-- DATA TO EXAMINE follows --

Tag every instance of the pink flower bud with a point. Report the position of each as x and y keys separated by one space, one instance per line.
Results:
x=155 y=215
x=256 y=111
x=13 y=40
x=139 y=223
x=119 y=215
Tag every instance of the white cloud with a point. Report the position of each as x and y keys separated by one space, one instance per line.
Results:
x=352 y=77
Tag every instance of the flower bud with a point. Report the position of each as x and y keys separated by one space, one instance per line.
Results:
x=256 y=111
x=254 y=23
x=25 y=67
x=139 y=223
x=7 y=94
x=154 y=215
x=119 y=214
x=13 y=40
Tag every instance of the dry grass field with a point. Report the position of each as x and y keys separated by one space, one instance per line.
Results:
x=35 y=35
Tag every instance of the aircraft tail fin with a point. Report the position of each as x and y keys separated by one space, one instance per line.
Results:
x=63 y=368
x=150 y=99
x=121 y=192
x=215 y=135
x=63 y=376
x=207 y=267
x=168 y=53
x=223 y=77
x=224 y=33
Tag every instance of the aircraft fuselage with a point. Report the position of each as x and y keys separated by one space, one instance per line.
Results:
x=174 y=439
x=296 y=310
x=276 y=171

-- DATA TO EXAMINE concluded --

- **WHAT IS REQUIRED**: Wherever the word "with" turns up in the records above, copy the line that holds it.

- **RESPONSE AREA**:
Tag every instance of the pink flower bud with a point. Report the position of each as x and y keys separated by one space, one instance per line.
Tag every instance of the white cloud with a point. Report the position of each as x and y keys separated by one space, one instance per line.
Tag every instance of the flower bud with a point. Report the position of each as x and y keys separated by one space, one instance per line.
Tag every instance of the dry grass field with a point. Report the position of each as x and y keys separated by one space, one instance per line.
Tag every instance of the aircraft tail fin with a point. Report the position of each as x and y keys separated by one space, one instance per line.
Tag every instance of the aircraft fuselage with a point. Report the position of each as x and y keys separated by one space, one instance per line.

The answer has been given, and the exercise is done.